● Task objective:
Could the lines from the line bearing "the grass field" to the end of the records below be copied exactly, with the pictures left out and no other lines added?
══════════════════════════════
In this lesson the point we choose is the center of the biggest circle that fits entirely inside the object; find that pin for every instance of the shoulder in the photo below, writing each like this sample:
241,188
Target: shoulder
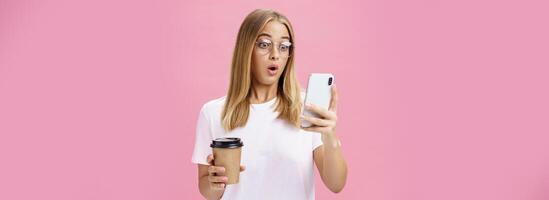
213,106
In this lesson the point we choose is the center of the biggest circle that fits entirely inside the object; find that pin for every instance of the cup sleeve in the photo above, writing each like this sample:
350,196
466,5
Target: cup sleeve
202,139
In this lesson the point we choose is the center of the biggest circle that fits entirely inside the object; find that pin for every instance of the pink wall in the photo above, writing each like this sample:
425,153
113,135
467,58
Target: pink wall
439,100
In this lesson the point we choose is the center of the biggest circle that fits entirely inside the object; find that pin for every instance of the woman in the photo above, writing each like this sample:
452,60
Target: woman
263,108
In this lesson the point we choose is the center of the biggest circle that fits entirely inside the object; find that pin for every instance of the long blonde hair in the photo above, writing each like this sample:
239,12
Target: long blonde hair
237,103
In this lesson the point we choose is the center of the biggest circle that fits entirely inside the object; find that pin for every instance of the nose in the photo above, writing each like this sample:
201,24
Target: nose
275,55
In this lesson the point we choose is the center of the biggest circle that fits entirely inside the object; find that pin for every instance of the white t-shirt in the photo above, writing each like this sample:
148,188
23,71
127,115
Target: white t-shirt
278,156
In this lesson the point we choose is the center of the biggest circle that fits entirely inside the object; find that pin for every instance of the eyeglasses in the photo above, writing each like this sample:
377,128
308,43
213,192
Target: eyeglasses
265,46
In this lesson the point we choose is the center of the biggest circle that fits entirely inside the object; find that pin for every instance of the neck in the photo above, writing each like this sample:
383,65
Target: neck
263,93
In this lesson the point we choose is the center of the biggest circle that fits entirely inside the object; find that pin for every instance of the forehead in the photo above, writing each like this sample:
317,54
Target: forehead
275,29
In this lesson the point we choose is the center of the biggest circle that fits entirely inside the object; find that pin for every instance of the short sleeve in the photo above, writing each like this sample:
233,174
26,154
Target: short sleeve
317,140
202,140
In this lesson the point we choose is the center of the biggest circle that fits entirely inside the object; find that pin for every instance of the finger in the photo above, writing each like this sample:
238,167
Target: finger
218,179
210,159
326,114
317,121
333,101
217,186
213,170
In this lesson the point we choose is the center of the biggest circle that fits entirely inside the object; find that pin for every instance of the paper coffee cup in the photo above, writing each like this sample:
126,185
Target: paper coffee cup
227,153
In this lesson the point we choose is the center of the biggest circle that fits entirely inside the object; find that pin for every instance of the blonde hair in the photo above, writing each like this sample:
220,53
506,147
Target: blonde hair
237,103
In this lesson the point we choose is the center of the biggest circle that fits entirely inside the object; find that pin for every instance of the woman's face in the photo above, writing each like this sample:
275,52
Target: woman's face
270,53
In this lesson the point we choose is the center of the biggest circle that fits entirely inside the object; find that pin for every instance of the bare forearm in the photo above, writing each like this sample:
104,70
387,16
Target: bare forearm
208,192
334,165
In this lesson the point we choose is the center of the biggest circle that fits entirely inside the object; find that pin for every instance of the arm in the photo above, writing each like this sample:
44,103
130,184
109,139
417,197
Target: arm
331,164
328,157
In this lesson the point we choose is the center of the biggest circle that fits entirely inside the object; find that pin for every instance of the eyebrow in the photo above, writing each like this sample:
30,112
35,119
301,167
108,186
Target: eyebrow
265,34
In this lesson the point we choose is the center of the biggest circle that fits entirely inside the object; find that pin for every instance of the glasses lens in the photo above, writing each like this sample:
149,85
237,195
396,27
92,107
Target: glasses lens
265,47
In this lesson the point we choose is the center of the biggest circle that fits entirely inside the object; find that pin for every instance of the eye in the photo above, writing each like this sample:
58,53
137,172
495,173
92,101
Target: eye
285,46
264,44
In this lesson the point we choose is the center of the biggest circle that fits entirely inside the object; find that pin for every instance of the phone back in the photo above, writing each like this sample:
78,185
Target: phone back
318,93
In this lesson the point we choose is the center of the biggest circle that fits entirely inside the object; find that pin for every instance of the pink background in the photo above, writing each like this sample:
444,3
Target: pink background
438,99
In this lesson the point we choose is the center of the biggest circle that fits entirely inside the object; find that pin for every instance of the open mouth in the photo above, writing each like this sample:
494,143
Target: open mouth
272,70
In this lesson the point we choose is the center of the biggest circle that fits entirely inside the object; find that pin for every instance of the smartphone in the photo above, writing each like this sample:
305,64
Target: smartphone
319,93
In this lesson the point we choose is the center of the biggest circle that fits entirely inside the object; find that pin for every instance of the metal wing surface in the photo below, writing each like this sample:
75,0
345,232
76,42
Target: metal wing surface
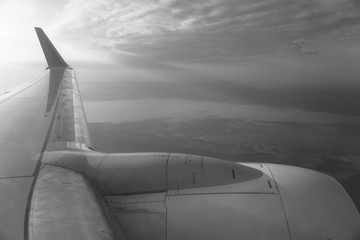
42,110
54,186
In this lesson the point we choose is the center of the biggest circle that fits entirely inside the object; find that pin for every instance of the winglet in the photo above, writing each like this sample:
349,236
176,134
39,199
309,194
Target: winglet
52,56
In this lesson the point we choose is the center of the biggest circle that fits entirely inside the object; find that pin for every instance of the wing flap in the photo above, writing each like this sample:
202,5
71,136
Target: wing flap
68,196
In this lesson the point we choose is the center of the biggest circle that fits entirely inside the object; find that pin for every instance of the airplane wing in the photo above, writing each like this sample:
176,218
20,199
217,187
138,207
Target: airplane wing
54,186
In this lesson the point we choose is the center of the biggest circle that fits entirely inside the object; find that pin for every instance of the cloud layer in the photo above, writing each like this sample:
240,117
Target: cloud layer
177,30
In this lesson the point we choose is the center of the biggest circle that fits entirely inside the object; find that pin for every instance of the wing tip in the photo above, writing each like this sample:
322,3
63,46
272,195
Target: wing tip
52,56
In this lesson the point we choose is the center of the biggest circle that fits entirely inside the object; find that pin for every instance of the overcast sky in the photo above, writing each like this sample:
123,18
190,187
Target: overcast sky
278,43
177,30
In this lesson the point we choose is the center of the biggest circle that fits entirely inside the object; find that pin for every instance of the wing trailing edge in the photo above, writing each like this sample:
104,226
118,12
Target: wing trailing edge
52,56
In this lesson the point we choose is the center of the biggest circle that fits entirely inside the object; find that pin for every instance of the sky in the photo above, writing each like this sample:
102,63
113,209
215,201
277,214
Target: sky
285,53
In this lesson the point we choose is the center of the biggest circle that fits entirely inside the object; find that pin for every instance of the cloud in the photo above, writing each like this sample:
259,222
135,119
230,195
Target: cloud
177,30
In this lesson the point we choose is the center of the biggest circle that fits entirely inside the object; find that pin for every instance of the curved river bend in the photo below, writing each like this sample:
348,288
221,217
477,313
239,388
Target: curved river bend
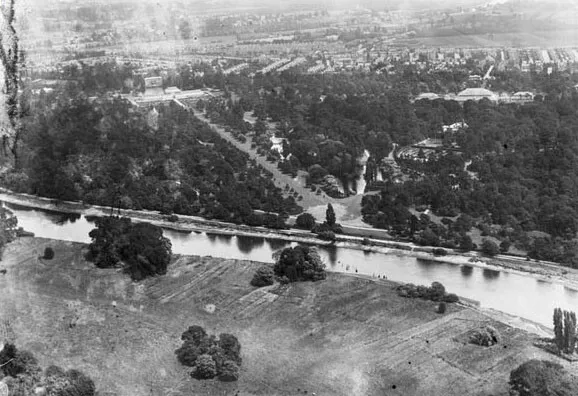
511,293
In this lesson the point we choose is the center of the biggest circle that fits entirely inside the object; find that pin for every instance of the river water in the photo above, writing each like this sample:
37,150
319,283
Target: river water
515,294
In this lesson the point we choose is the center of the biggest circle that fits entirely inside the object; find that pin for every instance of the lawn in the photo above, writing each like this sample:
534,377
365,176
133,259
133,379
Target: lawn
344,336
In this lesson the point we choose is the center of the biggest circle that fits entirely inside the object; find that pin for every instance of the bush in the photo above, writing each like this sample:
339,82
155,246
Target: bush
505,246
231,347
264,276
14,361
141,247
326,235
451,298
205,367
210,356
542,378
490,248
442,308
436,292
486,336
305,221
48,253
299,263
173,218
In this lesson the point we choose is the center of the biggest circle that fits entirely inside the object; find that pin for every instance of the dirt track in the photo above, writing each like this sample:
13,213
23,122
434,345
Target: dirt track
343,336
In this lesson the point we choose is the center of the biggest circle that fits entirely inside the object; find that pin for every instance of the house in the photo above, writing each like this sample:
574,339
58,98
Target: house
522,97
476,94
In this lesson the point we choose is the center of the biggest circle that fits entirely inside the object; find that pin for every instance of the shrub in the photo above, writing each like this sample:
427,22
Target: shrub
210,356
451,298
173,218
490,248
305,221
299,263
231,347
264,276
436,292
140,247
486,336
542,378
442,308
205,367
48,253
326,235
14,361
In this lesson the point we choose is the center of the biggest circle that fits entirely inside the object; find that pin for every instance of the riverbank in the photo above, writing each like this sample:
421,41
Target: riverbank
347,335
539,270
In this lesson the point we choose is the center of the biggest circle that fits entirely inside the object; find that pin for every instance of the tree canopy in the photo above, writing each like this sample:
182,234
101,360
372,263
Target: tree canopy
140,248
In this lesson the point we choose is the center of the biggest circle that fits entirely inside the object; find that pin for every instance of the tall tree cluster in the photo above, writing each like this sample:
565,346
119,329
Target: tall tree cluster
565,330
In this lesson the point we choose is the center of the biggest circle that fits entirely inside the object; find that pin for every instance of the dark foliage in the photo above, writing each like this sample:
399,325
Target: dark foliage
442,308
48,253
140,248
14,361
299,263
436,292
305,221
104,152
210,356
542,378
490,248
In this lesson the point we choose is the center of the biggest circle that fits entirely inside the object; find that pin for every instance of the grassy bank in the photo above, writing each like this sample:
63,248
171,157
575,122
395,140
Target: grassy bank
347,335
539,270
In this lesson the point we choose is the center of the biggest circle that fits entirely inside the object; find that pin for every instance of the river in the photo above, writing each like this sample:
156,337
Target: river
514,294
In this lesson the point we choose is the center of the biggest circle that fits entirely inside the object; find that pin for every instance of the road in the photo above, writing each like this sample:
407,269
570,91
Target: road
310,199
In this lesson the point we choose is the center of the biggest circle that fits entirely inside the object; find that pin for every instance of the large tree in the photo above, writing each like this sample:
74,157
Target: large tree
299,263
542,378
10,58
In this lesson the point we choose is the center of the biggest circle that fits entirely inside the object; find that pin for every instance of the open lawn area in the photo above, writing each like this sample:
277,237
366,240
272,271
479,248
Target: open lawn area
343,336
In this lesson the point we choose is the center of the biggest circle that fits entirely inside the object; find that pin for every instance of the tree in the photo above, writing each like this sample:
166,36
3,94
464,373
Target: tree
330,218
466,243
299,263
210,356
185,29
264,276
140,247
542,378
505,246
490,248
569,331
442,307
10,58
48,253
437,291
305,221
14,361
559,328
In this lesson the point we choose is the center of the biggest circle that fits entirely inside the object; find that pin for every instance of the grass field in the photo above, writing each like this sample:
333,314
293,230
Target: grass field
343,336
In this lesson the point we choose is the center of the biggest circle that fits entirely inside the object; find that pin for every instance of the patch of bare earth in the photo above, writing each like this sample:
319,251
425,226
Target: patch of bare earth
343,336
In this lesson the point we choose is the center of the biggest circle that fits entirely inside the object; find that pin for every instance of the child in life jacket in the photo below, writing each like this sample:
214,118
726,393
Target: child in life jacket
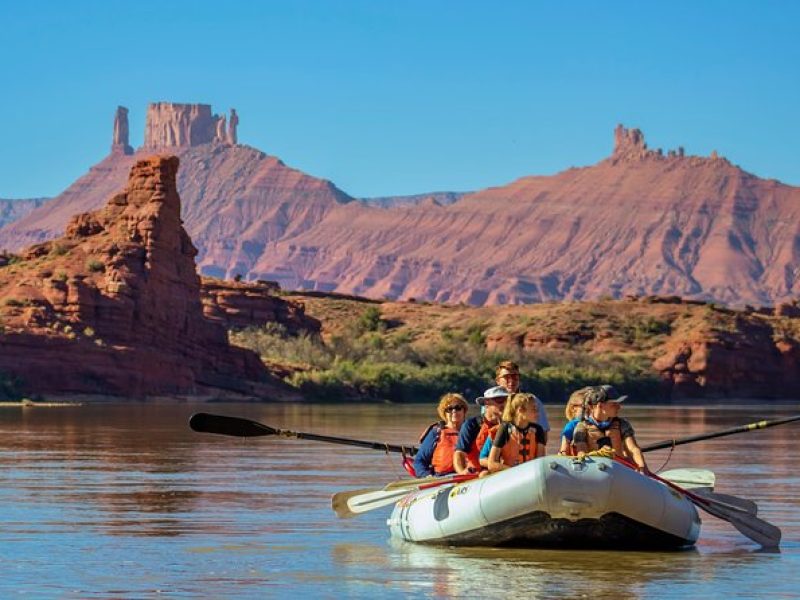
══════════════════════════════
● Response to this exercise:
In this lesson the point we choose is the center of the biggest circle that fits entirely inside the object; find that pin for every instance of the grass field in the photo above, writing each like this sample:
333,314
293,230
Target: grass field
343,336
In this lesson the point we choose is the center of the biggest circle that fits entirely inside the object; find that pin for every instance of the patch of bare earth in the photo above, writing each like this sample:
319,251
425,226
Target: patch of bare earth
343,336
In this lesson the point we choose is the center of the biggest circle that fits entirely inside the object; find that pin for every instance of the child in life jacket in the photo below, writing each like this sample:
214,118
726,393
Target: child in life jacket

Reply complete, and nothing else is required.